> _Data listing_
-------------------------
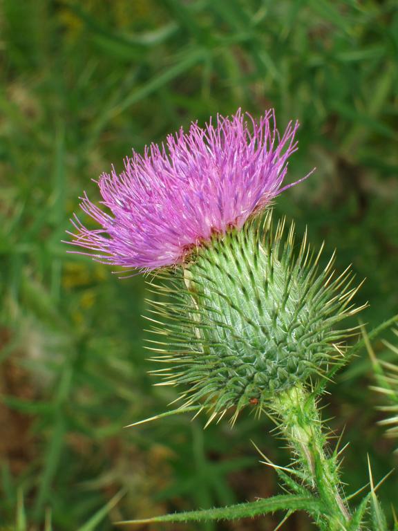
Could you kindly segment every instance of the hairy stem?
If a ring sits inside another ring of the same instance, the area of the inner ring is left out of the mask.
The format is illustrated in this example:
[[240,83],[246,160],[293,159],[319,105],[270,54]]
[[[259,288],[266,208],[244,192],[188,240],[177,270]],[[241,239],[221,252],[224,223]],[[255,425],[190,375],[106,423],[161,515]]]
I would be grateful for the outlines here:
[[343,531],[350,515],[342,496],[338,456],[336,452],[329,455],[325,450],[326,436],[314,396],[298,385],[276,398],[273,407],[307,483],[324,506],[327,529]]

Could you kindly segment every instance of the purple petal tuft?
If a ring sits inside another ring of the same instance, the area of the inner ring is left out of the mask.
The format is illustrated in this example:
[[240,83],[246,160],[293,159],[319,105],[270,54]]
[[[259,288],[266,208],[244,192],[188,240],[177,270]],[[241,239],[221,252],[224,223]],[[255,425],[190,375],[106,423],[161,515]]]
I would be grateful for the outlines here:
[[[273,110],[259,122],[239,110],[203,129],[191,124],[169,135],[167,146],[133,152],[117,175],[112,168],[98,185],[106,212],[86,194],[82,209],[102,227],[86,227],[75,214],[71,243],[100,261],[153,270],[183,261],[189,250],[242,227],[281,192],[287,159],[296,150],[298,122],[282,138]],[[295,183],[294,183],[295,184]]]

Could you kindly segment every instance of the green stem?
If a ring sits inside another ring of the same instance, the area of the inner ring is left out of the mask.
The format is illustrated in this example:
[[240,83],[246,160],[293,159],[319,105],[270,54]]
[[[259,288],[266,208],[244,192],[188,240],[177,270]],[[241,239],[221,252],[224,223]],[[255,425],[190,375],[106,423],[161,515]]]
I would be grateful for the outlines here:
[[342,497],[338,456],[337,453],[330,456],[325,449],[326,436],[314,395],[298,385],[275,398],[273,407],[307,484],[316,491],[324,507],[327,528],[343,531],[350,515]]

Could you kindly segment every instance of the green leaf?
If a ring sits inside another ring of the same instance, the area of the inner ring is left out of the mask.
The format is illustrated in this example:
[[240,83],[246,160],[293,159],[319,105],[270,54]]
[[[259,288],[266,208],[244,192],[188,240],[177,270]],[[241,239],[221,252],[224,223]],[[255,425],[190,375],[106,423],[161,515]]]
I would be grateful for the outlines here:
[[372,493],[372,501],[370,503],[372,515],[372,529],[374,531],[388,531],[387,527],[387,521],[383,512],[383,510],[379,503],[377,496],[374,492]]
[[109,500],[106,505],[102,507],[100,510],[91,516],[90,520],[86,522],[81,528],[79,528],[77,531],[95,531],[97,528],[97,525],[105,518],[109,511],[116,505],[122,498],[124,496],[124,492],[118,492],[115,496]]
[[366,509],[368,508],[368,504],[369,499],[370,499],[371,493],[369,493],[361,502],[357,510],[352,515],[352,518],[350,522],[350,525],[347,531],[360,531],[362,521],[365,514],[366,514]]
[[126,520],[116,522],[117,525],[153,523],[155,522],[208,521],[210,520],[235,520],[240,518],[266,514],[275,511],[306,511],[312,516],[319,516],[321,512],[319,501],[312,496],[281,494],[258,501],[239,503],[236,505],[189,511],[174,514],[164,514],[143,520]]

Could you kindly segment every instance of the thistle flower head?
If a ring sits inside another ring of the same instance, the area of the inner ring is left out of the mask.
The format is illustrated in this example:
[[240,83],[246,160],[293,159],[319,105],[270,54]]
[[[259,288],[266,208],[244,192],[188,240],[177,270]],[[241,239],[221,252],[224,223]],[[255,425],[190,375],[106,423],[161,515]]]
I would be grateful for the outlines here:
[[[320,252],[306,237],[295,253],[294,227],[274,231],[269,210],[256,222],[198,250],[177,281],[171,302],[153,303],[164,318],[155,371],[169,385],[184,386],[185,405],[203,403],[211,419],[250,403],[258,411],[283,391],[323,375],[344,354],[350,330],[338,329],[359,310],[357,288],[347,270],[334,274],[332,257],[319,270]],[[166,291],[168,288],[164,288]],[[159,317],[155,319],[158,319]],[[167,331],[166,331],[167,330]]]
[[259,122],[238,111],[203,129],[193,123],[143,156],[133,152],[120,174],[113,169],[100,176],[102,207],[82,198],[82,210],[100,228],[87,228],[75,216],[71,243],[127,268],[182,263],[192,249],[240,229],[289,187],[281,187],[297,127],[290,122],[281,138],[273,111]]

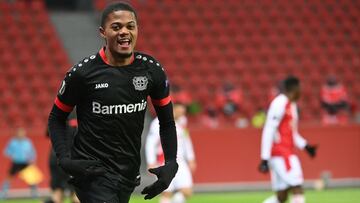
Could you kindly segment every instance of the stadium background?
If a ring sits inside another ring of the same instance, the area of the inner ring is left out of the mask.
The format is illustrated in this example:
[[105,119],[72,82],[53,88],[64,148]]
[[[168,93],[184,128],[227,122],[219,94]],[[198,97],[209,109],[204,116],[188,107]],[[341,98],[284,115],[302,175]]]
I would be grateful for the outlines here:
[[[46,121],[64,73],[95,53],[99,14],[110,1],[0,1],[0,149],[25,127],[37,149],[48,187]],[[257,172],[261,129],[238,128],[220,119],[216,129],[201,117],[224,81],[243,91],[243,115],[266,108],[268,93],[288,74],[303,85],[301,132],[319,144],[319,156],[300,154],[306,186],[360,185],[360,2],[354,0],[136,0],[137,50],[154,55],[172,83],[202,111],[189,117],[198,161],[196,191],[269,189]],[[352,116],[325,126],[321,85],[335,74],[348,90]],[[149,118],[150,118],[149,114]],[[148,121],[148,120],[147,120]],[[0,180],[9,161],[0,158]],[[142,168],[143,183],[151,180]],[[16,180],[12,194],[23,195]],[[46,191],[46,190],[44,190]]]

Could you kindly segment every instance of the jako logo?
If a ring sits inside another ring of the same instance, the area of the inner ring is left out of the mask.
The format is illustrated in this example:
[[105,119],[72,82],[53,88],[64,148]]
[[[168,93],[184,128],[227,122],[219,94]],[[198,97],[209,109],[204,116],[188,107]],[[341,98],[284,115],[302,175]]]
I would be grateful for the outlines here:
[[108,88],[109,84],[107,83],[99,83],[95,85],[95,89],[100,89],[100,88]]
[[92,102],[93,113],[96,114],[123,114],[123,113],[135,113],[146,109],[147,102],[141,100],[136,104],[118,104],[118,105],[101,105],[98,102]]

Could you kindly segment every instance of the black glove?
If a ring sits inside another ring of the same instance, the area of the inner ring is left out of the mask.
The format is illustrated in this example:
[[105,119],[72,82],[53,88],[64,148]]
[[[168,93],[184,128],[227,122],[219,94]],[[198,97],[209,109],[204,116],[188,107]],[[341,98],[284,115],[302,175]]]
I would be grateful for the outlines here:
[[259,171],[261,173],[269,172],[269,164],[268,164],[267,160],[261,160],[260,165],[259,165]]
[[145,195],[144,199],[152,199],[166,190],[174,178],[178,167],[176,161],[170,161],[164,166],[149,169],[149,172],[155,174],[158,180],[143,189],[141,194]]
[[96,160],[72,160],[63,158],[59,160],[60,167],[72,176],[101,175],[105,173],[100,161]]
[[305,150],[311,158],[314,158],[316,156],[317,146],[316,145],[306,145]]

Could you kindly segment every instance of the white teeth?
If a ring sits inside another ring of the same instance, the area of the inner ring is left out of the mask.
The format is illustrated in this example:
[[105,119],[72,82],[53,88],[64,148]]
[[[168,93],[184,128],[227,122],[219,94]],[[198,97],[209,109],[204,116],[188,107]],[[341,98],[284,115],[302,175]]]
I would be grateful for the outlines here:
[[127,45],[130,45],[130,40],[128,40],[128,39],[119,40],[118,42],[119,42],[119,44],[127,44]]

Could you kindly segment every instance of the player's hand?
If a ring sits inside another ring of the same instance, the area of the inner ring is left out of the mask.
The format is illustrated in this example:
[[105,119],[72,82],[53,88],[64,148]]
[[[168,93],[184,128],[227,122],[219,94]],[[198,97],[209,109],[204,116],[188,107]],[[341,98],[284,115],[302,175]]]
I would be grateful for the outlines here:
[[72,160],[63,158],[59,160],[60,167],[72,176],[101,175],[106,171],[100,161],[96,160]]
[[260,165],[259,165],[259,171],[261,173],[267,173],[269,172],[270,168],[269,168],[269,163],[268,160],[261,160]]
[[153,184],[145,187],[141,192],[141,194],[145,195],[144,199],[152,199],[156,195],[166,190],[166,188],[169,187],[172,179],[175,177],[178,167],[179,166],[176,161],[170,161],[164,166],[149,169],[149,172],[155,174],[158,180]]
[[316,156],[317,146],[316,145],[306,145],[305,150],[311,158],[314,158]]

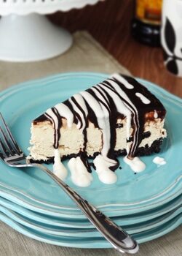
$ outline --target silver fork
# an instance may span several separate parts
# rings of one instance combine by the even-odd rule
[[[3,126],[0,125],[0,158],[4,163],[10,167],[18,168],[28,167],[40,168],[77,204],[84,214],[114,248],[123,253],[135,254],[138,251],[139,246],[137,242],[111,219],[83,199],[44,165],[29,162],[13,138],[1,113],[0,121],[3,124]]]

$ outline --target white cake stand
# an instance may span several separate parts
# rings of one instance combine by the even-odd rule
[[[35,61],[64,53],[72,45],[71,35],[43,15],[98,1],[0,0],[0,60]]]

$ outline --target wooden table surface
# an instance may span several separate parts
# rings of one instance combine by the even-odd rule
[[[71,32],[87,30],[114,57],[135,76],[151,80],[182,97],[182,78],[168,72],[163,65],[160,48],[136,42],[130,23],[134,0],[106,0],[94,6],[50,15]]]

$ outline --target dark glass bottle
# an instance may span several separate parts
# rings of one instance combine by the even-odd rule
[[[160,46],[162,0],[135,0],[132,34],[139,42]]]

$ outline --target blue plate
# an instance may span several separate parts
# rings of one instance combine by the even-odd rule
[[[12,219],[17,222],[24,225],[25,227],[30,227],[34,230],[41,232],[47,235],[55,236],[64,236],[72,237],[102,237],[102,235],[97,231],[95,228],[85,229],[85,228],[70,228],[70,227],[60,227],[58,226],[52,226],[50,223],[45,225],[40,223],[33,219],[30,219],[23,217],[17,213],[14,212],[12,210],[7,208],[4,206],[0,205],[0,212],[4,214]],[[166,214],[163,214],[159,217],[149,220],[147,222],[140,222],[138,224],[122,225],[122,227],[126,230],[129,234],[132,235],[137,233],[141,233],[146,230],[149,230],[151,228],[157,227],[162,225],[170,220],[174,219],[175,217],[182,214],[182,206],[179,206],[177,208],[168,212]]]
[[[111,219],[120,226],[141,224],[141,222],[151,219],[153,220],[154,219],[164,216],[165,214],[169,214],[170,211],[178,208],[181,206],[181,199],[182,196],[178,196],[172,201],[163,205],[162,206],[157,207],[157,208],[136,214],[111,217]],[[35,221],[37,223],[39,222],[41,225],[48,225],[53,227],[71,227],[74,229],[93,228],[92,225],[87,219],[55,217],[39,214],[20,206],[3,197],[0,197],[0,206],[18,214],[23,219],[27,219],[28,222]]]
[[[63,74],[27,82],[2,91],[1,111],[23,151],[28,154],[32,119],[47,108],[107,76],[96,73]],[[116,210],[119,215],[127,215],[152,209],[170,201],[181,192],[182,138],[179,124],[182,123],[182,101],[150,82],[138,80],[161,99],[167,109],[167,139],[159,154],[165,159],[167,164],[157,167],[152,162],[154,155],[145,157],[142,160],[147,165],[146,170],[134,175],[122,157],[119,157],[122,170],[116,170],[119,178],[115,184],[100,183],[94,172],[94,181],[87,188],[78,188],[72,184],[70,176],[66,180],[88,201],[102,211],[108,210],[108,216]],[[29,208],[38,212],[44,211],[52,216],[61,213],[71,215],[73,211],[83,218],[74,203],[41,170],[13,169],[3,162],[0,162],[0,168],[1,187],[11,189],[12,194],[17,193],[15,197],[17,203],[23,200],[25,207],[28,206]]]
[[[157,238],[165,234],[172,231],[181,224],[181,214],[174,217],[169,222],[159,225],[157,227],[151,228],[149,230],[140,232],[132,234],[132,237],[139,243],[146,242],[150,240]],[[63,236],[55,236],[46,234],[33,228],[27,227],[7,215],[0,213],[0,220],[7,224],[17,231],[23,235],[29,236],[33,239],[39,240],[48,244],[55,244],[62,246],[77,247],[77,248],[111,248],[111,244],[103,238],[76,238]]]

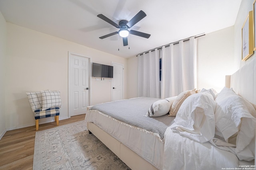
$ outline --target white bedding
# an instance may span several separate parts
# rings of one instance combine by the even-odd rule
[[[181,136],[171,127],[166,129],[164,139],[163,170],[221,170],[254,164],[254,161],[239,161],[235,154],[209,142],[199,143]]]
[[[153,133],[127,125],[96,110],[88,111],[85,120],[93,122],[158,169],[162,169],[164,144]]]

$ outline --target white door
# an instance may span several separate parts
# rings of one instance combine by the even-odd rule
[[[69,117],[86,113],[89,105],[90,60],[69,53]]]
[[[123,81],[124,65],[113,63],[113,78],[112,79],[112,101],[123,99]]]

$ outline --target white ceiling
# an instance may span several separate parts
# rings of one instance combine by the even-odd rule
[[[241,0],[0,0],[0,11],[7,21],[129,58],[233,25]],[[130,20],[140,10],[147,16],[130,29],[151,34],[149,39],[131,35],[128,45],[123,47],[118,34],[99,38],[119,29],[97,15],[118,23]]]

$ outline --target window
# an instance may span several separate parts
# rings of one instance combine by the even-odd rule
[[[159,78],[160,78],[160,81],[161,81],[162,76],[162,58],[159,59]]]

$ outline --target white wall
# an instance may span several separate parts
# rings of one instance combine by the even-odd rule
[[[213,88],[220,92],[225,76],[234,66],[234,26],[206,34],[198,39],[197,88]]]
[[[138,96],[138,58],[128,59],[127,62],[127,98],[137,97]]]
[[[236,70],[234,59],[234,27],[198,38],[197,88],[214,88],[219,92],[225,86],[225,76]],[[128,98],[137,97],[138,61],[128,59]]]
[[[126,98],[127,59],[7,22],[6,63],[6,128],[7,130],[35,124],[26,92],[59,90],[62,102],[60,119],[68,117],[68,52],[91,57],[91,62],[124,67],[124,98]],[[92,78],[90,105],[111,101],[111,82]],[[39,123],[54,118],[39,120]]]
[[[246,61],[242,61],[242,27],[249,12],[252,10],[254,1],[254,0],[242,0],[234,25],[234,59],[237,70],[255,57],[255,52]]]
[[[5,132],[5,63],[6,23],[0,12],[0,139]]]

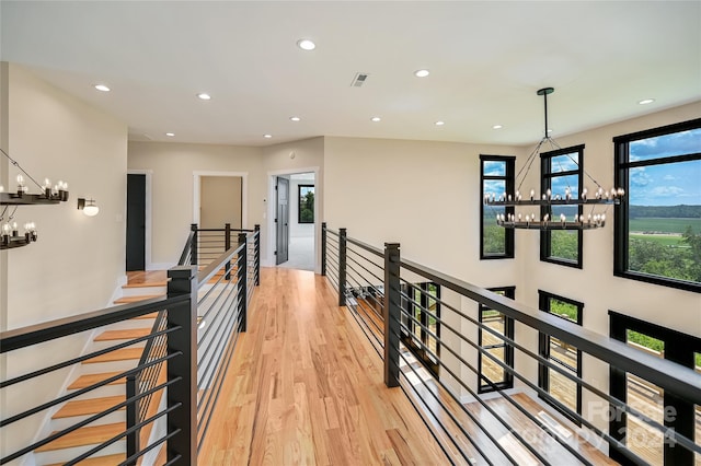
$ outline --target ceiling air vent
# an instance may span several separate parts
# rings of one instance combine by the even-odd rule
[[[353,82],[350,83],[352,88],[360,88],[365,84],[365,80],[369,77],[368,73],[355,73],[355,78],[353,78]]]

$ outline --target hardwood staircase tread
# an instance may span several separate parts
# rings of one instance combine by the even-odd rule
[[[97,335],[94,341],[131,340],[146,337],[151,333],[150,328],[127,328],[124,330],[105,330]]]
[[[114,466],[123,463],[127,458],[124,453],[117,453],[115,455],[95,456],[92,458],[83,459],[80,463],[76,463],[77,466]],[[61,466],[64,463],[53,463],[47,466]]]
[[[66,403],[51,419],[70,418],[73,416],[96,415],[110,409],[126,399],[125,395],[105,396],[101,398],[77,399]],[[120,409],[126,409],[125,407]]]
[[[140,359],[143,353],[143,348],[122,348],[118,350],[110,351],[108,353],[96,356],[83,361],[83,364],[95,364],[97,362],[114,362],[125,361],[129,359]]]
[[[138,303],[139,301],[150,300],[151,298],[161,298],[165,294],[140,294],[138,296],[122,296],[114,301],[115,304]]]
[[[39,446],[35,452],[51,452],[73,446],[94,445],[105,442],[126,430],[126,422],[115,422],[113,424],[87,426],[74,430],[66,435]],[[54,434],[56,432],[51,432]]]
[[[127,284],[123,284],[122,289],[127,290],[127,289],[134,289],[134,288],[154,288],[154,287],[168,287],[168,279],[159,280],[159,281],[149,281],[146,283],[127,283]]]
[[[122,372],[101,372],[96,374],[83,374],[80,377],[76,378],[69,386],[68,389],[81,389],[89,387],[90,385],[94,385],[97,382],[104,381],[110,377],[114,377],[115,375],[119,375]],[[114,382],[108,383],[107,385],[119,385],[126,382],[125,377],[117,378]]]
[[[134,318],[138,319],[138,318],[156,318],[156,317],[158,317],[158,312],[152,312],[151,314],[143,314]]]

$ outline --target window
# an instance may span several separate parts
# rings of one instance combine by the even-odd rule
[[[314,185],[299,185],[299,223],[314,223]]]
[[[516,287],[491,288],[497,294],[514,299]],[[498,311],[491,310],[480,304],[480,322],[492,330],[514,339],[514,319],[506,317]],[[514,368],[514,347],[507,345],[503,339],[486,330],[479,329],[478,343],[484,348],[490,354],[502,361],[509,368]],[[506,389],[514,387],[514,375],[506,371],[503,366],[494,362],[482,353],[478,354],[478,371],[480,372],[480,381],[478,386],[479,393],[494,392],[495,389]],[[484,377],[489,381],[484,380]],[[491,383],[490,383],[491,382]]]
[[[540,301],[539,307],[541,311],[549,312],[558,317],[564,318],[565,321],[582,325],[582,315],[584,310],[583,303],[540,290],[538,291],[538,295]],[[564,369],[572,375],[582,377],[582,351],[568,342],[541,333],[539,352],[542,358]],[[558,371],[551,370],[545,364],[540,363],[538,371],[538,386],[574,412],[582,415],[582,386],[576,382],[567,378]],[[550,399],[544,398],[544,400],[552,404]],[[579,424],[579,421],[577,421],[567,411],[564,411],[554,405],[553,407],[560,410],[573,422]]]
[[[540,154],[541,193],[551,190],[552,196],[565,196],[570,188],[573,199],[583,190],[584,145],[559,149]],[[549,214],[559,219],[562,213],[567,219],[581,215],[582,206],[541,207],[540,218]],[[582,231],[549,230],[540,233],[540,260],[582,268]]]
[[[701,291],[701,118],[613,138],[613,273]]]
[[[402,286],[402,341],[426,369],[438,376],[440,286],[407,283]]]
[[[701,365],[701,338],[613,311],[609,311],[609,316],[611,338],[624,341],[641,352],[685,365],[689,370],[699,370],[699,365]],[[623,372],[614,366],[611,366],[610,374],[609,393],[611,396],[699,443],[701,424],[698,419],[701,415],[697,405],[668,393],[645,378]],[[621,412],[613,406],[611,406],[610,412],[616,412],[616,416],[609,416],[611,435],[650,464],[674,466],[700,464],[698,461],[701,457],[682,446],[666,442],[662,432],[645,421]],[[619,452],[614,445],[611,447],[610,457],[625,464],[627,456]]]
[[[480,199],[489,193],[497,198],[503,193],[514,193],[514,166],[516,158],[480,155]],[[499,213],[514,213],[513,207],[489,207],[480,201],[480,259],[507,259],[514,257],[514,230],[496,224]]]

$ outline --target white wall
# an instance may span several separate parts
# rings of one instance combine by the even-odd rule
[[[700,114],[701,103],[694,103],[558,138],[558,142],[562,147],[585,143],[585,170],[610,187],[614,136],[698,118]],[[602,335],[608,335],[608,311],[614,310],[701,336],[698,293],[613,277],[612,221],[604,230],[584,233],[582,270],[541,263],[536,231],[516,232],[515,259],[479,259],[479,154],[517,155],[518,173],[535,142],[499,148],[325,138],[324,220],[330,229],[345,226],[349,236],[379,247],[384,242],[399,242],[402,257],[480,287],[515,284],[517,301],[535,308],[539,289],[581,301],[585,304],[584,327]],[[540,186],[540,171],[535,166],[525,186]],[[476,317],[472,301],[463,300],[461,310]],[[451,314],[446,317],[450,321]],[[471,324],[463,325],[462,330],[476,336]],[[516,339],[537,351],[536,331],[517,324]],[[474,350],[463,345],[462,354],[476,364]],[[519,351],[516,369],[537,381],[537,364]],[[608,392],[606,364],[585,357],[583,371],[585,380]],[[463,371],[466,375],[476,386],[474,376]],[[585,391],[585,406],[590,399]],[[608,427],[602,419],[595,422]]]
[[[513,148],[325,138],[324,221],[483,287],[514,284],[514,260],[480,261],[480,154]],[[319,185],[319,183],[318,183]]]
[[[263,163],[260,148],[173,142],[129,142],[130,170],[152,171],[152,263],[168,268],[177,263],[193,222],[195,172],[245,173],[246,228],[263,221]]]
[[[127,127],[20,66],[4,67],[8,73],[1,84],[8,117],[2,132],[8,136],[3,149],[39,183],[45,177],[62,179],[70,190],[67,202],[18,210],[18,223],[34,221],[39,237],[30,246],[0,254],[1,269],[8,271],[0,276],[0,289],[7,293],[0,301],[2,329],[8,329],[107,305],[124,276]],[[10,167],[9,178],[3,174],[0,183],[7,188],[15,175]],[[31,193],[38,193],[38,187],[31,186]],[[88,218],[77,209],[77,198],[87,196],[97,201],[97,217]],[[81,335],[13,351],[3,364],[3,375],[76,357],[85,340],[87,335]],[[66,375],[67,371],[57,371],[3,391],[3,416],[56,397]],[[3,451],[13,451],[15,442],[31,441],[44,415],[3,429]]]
-------------------------
> _Exercise brief_
Identify every line in the listing above that contains the word "green", and copy each of those lines in full.

> _Reply to the task_
Could you kindly segment every instance of the green stem?
Could you kindly segment every instance of the green leaf?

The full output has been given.